### Given request
Reproduce the rows from the line containing "Give every instance of the woman's" through the end of the rows, swapping "straight edges" for "line segments" and keeping everything else unchanged.
━━━ The data ━━━
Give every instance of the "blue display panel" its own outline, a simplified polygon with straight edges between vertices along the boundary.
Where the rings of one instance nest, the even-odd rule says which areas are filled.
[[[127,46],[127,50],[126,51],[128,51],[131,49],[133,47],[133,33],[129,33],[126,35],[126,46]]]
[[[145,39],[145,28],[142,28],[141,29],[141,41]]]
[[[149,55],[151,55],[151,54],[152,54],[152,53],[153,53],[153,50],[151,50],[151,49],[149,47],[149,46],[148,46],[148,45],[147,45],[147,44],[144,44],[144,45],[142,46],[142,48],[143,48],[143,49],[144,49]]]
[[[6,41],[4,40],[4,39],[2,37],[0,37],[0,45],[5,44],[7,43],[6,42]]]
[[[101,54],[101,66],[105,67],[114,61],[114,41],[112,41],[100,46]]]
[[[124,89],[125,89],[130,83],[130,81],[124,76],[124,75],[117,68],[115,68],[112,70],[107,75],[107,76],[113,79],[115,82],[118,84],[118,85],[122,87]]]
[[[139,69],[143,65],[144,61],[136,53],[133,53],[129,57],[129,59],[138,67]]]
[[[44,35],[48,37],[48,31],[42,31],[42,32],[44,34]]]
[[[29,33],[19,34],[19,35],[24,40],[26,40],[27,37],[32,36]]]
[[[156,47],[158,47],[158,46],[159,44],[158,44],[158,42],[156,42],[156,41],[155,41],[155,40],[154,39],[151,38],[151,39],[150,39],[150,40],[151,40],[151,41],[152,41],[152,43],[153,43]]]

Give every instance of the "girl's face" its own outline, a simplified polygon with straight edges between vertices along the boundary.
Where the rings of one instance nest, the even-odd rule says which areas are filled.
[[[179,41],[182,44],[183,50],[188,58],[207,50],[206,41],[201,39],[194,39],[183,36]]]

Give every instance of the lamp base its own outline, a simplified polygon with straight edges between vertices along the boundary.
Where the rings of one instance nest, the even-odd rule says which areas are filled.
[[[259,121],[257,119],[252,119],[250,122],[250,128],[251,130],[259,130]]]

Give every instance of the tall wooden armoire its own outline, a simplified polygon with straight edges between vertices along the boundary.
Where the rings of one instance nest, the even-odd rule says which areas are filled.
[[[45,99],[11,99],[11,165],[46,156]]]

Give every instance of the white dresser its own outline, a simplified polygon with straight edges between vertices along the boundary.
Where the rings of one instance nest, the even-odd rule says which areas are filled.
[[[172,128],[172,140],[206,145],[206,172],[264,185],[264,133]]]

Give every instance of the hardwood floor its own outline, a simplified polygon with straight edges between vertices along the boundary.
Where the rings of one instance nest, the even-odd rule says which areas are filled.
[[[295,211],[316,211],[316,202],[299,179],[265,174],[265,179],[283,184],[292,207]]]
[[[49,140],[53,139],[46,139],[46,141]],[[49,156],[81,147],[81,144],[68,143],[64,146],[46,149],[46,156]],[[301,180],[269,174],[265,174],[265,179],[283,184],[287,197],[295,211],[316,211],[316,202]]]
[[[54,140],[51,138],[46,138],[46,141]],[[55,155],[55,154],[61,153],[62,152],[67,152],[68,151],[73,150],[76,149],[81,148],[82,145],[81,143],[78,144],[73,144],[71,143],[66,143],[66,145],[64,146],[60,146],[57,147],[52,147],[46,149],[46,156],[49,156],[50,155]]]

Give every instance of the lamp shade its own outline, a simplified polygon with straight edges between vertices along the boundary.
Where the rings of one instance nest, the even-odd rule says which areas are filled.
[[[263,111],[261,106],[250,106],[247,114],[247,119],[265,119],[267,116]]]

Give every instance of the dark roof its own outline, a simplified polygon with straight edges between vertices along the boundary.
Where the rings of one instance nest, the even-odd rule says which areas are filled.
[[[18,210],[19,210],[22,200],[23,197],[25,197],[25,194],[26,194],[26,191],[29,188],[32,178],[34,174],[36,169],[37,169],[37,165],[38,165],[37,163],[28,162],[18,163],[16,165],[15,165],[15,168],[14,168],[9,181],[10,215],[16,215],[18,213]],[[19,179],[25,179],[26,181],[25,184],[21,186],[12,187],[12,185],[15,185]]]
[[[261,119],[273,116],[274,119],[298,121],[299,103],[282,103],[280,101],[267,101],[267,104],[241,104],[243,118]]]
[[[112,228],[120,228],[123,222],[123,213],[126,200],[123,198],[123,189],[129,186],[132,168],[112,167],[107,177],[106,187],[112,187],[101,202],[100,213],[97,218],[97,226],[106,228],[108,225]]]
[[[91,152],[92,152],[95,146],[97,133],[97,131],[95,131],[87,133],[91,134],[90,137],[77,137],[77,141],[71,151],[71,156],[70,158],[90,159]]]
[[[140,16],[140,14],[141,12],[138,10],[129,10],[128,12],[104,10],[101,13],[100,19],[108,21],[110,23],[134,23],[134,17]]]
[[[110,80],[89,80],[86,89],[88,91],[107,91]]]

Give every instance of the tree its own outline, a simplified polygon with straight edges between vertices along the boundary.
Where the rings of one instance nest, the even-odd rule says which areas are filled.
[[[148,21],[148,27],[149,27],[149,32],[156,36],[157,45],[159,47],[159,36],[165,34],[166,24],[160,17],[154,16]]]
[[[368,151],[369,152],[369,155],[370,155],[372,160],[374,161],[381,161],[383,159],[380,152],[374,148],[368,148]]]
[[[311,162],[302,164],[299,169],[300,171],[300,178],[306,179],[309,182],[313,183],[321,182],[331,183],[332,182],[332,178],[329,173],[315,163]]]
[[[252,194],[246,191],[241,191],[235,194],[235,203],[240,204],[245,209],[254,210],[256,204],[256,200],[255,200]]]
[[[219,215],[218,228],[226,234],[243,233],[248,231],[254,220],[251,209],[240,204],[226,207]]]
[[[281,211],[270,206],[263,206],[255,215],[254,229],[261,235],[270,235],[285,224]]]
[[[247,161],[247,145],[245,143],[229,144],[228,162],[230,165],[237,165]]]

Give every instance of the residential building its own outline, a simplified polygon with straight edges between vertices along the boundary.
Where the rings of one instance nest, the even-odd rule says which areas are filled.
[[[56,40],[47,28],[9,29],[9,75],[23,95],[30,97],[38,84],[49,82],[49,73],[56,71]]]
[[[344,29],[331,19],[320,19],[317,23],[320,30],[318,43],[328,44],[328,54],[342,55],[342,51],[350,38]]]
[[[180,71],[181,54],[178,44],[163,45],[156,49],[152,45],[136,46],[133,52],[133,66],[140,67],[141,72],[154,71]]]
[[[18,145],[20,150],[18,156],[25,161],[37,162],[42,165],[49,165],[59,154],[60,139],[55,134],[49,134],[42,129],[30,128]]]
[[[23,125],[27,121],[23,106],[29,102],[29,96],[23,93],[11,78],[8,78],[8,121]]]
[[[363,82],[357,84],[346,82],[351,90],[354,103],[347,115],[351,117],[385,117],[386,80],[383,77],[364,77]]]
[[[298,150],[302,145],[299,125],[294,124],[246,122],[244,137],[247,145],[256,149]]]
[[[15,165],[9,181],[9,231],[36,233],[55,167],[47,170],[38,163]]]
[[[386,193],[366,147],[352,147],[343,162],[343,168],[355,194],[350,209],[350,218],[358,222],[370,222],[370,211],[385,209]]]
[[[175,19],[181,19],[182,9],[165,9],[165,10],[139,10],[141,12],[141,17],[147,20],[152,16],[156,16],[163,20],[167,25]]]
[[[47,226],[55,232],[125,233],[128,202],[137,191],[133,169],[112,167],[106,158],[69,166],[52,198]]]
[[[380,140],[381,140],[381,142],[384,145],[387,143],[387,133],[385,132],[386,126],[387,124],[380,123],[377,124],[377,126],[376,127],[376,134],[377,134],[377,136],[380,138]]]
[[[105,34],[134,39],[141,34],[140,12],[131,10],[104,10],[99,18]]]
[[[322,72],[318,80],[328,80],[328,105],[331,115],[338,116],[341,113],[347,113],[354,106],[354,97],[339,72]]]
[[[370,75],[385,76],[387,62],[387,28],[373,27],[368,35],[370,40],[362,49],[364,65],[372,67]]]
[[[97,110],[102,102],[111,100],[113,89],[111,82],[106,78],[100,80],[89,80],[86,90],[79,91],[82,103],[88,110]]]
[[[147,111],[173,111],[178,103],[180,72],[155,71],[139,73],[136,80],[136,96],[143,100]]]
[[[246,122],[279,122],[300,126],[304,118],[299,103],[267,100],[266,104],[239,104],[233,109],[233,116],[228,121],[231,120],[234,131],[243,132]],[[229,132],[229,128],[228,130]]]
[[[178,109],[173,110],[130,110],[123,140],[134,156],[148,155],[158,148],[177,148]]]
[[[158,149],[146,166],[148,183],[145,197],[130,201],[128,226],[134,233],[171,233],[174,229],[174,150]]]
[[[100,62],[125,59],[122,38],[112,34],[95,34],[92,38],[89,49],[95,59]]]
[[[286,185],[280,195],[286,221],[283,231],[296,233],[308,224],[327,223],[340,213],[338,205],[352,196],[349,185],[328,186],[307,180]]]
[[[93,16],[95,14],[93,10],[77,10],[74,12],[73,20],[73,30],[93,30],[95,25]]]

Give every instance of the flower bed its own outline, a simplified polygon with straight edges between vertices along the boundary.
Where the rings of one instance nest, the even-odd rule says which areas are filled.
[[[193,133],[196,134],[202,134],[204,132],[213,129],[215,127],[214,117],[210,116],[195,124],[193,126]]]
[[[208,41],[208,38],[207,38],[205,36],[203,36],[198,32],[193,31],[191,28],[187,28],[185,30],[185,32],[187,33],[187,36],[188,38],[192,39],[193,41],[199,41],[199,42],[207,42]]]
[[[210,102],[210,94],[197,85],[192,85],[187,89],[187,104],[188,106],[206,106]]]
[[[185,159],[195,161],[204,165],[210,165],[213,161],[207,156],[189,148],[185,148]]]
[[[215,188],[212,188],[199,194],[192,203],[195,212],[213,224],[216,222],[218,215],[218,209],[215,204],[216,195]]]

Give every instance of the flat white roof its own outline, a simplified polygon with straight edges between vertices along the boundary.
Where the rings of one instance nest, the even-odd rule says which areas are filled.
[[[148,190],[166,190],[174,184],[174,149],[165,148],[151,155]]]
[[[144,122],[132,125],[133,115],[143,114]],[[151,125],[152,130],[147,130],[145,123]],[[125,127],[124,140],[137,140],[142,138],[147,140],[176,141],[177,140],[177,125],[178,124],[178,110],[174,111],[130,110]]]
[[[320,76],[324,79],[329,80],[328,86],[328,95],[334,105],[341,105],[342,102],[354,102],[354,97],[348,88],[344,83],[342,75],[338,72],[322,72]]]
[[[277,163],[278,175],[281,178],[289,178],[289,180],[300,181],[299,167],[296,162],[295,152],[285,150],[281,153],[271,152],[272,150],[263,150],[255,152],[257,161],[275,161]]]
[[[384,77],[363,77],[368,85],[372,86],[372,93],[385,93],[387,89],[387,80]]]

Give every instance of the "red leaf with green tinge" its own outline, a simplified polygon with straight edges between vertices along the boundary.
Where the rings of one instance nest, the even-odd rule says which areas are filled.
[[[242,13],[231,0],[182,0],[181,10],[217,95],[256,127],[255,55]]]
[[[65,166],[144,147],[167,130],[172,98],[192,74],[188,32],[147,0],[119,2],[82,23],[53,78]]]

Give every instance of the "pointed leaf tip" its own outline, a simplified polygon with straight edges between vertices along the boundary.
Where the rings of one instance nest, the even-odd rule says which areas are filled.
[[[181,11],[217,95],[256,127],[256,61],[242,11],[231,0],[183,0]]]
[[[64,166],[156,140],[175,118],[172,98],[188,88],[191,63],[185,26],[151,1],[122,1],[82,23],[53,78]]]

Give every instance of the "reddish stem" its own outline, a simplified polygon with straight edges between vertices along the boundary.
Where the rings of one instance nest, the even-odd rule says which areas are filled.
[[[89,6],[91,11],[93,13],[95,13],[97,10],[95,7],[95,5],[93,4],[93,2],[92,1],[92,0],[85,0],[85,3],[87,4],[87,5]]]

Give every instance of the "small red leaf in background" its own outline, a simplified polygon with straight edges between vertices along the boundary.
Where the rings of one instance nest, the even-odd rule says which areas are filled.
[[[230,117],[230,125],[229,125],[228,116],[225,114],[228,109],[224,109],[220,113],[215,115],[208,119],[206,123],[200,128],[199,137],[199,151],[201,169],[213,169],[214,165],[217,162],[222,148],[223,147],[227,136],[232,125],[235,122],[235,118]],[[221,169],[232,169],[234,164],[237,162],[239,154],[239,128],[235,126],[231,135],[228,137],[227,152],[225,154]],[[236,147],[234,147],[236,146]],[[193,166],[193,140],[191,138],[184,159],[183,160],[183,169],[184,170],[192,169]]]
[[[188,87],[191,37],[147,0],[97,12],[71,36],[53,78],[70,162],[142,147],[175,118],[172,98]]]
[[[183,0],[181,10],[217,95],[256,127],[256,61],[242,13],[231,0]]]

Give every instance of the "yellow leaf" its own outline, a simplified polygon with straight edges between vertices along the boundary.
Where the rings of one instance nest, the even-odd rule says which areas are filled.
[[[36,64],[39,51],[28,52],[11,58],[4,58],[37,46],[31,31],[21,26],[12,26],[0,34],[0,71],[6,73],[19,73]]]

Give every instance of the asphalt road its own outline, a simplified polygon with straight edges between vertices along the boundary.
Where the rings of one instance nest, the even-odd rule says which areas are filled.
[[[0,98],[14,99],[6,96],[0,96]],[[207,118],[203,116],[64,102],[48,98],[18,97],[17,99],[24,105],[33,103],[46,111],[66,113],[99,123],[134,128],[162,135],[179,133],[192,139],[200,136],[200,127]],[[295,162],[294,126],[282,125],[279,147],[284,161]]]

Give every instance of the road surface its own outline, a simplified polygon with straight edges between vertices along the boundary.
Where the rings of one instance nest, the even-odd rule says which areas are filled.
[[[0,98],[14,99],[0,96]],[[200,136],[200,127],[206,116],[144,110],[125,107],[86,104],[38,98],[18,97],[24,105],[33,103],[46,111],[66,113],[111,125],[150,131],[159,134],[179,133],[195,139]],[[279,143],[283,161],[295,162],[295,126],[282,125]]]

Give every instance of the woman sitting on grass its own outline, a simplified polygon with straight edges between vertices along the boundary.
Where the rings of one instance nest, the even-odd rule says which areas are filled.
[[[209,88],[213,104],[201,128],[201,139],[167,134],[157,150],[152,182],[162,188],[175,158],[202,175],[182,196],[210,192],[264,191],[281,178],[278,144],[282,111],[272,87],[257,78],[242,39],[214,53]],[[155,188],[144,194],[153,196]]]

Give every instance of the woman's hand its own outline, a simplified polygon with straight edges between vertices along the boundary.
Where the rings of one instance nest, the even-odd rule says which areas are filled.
━━━
### Completed exercise
Give every instance of the woman's hand its own outline, a simplified polygon with line segments between vertices along the boundary.
Where the rings of one instance nest, the even-odd rule says which areas are filled.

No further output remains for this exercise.